GOAL OF THE EXERCISE:
Convert the items below into a two-column CSV with the headers "prompt" and "answer" and one row per item. Put each item's text and its answer in a single quoted field, replacing any line breaks with spaces.
___ DATASET RECORDS
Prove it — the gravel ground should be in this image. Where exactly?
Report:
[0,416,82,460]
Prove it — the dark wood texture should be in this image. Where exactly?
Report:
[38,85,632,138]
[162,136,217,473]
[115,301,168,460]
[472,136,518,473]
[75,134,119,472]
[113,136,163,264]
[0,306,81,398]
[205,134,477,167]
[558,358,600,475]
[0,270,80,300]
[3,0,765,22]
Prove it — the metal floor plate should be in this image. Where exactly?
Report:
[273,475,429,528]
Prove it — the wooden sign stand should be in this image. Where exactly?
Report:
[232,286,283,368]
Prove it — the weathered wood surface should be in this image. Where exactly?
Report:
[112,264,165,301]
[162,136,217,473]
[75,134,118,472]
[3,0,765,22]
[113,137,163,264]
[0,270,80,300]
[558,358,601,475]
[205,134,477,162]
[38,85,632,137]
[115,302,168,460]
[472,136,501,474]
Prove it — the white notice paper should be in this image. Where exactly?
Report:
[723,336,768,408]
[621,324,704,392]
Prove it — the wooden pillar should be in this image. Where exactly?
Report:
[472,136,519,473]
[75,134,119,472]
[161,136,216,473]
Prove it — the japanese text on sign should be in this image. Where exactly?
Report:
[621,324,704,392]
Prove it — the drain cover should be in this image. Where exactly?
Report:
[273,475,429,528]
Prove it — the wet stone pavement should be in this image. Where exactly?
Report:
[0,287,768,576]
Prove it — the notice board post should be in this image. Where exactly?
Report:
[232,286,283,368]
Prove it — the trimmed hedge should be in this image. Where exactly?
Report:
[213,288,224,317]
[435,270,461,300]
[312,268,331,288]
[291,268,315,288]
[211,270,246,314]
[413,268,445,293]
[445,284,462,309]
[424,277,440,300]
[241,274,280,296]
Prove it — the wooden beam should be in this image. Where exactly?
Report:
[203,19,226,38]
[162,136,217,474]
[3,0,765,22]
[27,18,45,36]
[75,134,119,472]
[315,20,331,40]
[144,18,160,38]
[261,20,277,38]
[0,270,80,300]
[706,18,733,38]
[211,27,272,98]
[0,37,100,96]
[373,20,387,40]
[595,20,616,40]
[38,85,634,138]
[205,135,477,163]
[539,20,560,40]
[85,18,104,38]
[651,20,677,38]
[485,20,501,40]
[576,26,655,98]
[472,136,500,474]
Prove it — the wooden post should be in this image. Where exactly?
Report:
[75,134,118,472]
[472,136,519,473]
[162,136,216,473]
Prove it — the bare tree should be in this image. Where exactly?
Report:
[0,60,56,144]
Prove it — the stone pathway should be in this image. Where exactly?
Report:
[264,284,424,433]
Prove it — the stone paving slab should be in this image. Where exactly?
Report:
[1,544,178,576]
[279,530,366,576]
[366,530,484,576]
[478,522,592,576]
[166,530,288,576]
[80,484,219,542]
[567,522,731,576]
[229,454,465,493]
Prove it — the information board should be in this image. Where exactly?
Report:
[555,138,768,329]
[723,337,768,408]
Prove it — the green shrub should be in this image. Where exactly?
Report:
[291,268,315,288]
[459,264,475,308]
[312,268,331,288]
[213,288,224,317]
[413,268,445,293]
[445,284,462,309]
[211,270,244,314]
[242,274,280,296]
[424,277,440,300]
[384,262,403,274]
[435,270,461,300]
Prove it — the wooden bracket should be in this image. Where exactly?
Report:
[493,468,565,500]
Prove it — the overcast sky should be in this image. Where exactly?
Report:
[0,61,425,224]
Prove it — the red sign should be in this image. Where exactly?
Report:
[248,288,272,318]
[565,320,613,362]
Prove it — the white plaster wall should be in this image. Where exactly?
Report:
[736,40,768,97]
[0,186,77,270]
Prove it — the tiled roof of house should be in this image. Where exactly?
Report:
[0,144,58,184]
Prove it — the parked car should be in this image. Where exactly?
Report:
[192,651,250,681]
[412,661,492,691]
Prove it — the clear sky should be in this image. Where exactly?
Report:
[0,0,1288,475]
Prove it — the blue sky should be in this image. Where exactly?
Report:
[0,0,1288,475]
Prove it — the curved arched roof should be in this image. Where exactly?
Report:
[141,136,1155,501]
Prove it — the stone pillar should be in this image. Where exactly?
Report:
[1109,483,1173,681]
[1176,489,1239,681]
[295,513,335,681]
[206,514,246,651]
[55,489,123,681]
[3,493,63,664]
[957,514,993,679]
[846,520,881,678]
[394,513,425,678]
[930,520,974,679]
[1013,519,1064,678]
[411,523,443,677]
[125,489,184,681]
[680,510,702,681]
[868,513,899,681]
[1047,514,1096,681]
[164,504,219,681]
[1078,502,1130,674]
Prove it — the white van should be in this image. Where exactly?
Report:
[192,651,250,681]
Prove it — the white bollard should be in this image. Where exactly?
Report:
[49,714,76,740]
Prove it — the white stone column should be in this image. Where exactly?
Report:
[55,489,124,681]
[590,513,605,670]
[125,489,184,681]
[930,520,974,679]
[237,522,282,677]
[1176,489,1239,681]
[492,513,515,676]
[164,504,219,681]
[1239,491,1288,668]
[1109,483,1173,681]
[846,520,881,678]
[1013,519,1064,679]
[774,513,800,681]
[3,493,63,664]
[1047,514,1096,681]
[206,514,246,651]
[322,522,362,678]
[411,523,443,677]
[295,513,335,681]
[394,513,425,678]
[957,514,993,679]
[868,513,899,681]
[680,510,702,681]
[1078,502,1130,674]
______
FINISHED ANSWER:
prompt,answer
"Prove it — the gravel ground should be in this image. Where exactly? Report:","[0,416,82,460]"
"Prove it — the dark wood texture should be in this image. Where exactly? Report:","[38,85,632,138] [162,136,217,473] [115,301,168,460] [472,136,518,473] [75,134,119,472] [113,136,163,264] [0,306,81,398] [205,134,477,167] [558,358,600,475] [0,270,80,300] [3,0,765,22]"
"Prove it — the metal floor plate should be in this image. Where exactly? Report:","[273,475,429,528]"
"Prove it — the wooden sign stand should be in this image. Where exactly? Report:","[232,286,283,368]"
"Prove it — the weathered wood surface should be in this image. Where exactly? Report:","[112,264,165,301] [162,136,217,473] [75,134,118,472] [3,0,765,22] [113,137,163,264] [0,270,80,300] [558,358,601,475] [205,134,477,162] [38,85,632,137] [115,302,168,460] [472,136,501,474]"
"Prove it — the white notice paper should be in this image. Where exactly? Report:","[723,336,768,408] [621,324,704,392]"
"Prove it — the wooden pillar should be in this image. Where exactly? Report:","[472,136,519,473] [75,134,119,472] [161,136,216,473]"
"Prove it — the japanese text on sign should be in this image. Where exactly? Report:","[621,324,704,392]"
"Prove it — the drain cover should be in this image. Where exactly? Report:","[273,475,429,528]"
"Prove it — the wet stone pavement should be in this image. Where exactly? Report:","[0,287,768,576]"
"Prove it — the notice board post should be in this image. Where exactly? Report:","[232,286,283,368]"
"Prove it — the trimmed hedge should be in this image. Where exactly? Report:","[213,288,224,317] [435,270,461,300] [312,268,331,288] [291,268,315,288] [211,270,246,314] [413,268,445,293] [445,284,462,309] [424,277,440,300] [241,274,280,296]"
"Prove it — the wooden beam should be in this image. Where exactly? Report:","[203,19,226,38] [162,136,217,474] [3,0,765,22] [27,18,45,36] [75,134,119,472] [315,20,331,40] [144,18,160,38] [261,20,277,38] [0,270,80,300] [706,18,733,38] [211,27,272,98] [0,37,100,96] [373,20,387,40] [595,20,616,40] [38,85,634,138] [205,135,477,163] [539,20,560,40] [85,18,104,38] [651,20,677,38] [485,20,501,40] [576,26,655,98] [472,136,500,474]"
"Prove it — the wooden post should be in this image. Where exactly? Report:","[75,134,118,472] [472,136,519,473] [162,136,216,473]"
"Prove it — the bare tree should be in this image. Where exactly? Report:","[0,60,56,144]"
"Prove it — the stone pathway should be in this image. Where exactly? Report:","[264,284,424,433]"
"Prove it — the stone paving slab should be in this image. Where exactly? Report:","[1,544,178,576] [279,530,366,576] [366,530,484,576] [478,522,592,576] [166,530,288,576] [80,484,219,542] [567,522,731,576] [229,454,465,493]"
"Prove it — the information board should be in this image. Where exactly? Report:","[555,138,768,329] [723,337,768,408]"
"Prove it — the green shrub should be in this image. Where exactly? Report:","[291,268,315,288] [459,264,475,308] [312,268,331,288] [213,288,224,317] [413,268,445,293] [445,284,462,309] [211,270,244,314] [242,274,280,296] [424,277,440,300] [384,262,403,274] [435,270,461,300]"
"Prove it — the wooden bracket should be in this image. Where exactly? Report:","[493,468,565,500]"
"Prove it — the overcast sky should be in this image. Where exactly? Report:","[0,61,425,224]"
"Prove it — the red sign should be in this image. Where exactly? Report:","[248,288,272,318] [565,320,613,362]"
"Prove it — the white plaster wall should be in this image. Where exactly? Report:","[736,40,768,97] [0,186,77,270]"
"Prove it — the tiled roof of house should be in this image. Where exactly? Report:","[0,144,58,184]"
"Prove it — the parked car should be in this image. Where exactly? Report:","[192,651,250,681] [412,661,492,691]"
"Prove it — the clear sky should be in this image. Where exactly? Report:","[0,0,1288,475]"
"Prove it — the blue sky should be in this image. Where exactly? Report:","[0,0,1288,475]"
"Prove it — the curved arched roof should be in this image. Where exactly? Report:","[141,136,1155,501]"
"Prove it — the stone pillar should be in this image. Where exactly? Report:","[1109,483,1173,681] [1176,489,1239,681] [295,513,335,681] [206,514,246,651] [55,489,123,681] [3,493,63,664] [957,514,993,679] [846,520,881,678] [394,513,425,678] [930,520,974,679] [1013,519,1064,678] [411,523,443,677] [125,489,184,681] [680,510,702,681] [868,513,899,681] [1047,514,1096,681] [164,504,219,681] [1078,502,1130,674]"
"Prove it — the white van should be in this image. Where exactly? Report:","[192,651,250,681]"
"Prove it — the white bollard should be in this image. Where exactly? Report:","[49,714,76,740]"
"Prove it — the white stone column should be in this image. Where exactly? Report:","[55,489,124,681] [590,513,605,670] [125,489,184,681] [930,520,974,679] [237,522,282,677] [1176,489,1239,681] [492,513,515,676] [164,504,219,681] [1239,491,1288,668] [1109,483,1173,681] [846,520,881,678] [1013,519,1064,679] [774,513,800,681] [3,493,63,664] [1047,514,1096,681] [206,514,246,651] [322,522,362,678] [411,523,443,677] [295,513,335,681] [394,513,425,678] [957,514,993,679] [868,513,899,681] [680,510,702,681] [1078,502,1130,674]"